• _PASSAGE SHOWN_:
╔══
Tokophobia in pregnancy

Most pregnant women have some anxieties about how they will cope with childbirth, but for some women it causes extreme distress.

Tokophobia is the name for this condition of having a fear of giving birth so bad that you don’t want to go through with it, even if you really want to have the baby.

Tokophobia is more common in women who have already had a baby. It often, but not always, follows a traumatic first birth. This is referred to as secondary tokophobia.

Primary tokophobia is a fear of childbirth in someone who has had no experience of it. It can be very difficult for other people to understand how someone can be so frightened about a process that is, to others ‘so natural’, but it is a mental health condition. For those with primary tokophobia, the dread of childbirth may start before the pregnancy, as early as adolescence.

“I always knew I would struggle being pregnant because I have a massive fear of childbirth. It comes from being sexually abused as a child, so things like smear tests are always very traumatic for me.”  Julie, mum of one, read her full story.

 Risk factors of tokophobia

Lots of women have some fears about giving birth, but you are more likely to have tokophobia if:

  • you have had extensive gynaecological problems
  • fear of childbirth is in your family and you have heard frightening stories about birth from family
  • you have had an anxiety disorder
  • you have a strong need to remain in control at all times
  • you have had a previous traumatic birth
  • you experienced sexual abuse as a child
  • you have experienced sexual assault or rape
  • you have depression.

What should I do?

Tell your midwife or doctor about your fears, as early in your pregnancy as possible. They should refer you to talk with a healthcare professional who is trained to provide mental health support for pregnant women, and specifically someone with experience of childbirth fears. For many women with tokophobia, this helps them to overcome their fears about giving birth.

If you are still deeply afraid of giving birth as you get near your due date, you can talk to your midwife or doctor about having a planned caesarean section. They will discuss the risks and benefits of having a caesarean compared to a vaginal birth. You should be supported to make your own decision, and if the thought of having a vaginal birth is too distressing, even after treatment, your healthcare team should offer a caesarean section. This may not be available at your local hospital.

You can read the guidelines on how a hospital should respond to a request for a caesarean because of tokophobia.
╚══
Extracted records
╔══
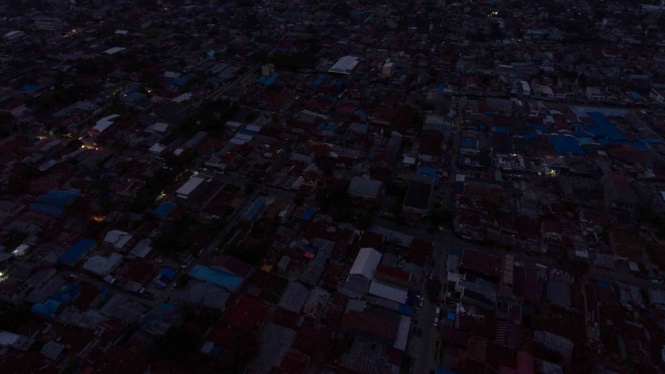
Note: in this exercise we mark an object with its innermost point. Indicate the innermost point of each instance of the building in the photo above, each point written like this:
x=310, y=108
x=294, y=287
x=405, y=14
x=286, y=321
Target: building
╚══
╔══
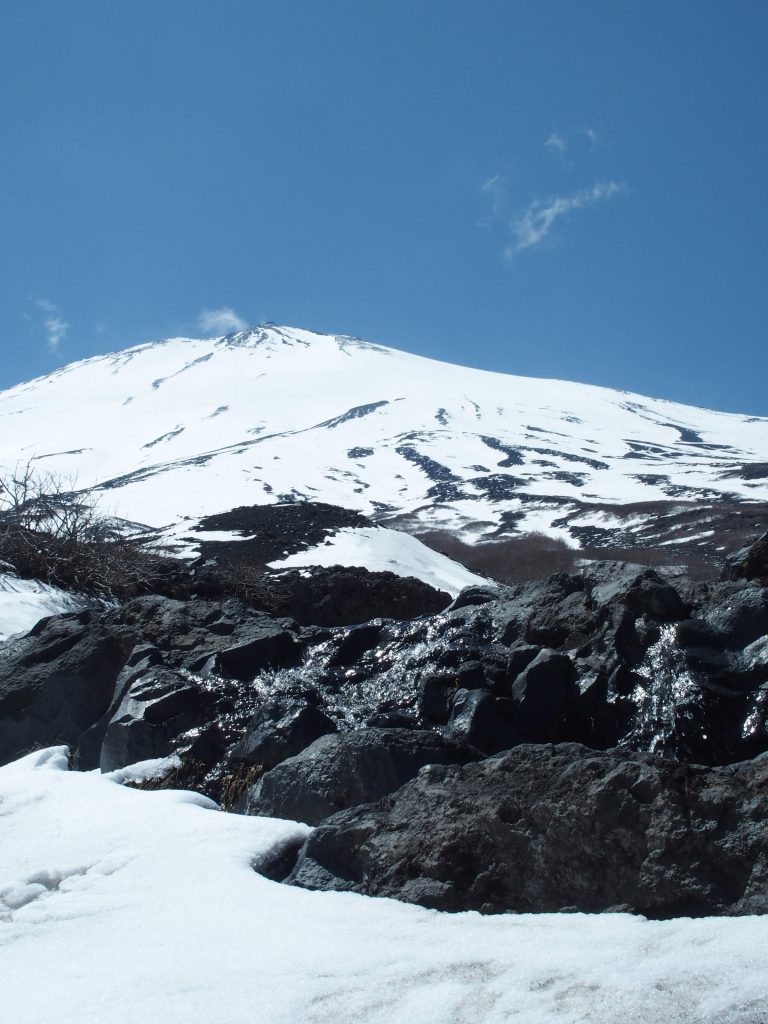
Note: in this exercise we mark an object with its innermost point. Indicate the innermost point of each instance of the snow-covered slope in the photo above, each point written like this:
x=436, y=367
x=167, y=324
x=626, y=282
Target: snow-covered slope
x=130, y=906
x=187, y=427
╚══
╔══
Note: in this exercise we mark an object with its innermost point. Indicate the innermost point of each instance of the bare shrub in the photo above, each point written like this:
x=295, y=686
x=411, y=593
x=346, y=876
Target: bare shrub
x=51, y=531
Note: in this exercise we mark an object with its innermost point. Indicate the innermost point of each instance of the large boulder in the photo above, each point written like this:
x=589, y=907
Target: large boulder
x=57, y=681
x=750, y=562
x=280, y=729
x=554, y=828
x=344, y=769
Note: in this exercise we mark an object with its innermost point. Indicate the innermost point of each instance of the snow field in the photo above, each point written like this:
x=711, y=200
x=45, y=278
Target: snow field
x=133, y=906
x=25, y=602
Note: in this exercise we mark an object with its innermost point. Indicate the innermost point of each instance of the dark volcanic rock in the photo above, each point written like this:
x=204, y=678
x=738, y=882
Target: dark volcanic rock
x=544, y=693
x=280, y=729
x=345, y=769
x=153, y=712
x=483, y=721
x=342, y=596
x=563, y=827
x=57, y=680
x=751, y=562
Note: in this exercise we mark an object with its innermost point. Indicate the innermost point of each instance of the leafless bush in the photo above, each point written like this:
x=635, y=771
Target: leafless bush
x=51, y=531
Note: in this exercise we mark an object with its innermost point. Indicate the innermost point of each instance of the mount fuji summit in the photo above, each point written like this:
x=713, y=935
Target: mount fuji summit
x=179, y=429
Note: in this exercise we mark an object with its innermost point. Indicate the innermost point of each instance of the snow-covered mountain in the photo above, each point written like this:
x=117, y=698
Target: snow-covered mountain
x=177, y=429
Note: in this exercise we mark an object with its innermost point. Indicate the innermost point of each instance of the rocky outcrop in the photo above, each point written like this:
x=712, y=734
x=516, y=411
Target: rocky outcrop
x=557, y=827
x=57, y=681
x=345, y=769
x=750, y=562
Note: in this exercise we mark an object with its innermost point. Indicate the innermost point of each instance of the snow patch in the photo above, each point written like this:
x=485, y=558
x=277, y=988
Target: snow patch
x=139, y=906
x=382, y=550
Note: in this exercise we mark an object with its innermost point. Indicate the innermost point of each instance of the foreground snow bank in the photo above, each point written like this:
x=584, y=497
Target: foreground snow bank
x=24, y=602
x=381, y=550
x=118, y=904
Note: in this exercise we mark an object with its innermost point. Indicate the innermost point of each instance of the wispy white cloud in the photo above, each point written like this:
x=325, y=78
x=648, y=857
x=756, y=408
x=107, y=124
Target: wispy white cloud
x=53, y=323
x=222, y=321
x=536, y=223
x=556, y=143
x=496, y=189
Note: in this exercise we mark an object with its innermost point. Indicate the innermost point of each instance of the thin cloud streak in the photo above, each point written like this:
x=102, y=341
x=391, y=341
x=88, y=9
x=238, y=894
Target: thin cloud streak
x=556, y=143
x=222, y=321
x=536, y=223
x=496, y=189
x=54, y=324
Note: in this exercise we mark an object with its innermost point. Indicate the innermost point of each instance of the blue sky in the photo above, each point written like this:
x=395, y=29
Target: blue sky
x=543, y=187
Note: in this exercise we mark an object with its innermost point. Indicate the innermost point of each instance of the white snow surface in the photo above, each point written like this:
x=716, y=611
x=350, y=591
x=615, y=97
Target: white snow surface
╚══
• _PROBLEMS TO WORK ON_:
1 – In the text on tokophobia, what is fear of childbirth called in someone who has never given birth?
2 – Pick up the text on tokophobia after its last sentence and keep writing.
The records were taken from a different source than the text on tokophobia.

• _RESPONSE LIST_:
1 – Primary tokophobia.

2 –
'I wrote a short explanation of my anxiety, its triggers and how people could help me manage it, and asked any new medical staff to read it before dealing with me.' Paula, read her full story.

How can I help myself?

More information and support

Anxiety UK: Helpline: 08444 775 774. Organisation run by and for people with anxiety disorders, offering information, support and therapies for people experiencing anxiety.

No Panic: Helpline: 0800 138 8889. Online and telephone support for people suffering from panic attacks, phobias, Obsessive Compulsive Disorder, and anxiety disorders.

The National Association for People Abused in Childhood: Helpline: 0808 801 0331Telephone support for survivors of abuse.

Rape Crisis: Helpline: 0808 802 9999. Telephone support for survivors of rape.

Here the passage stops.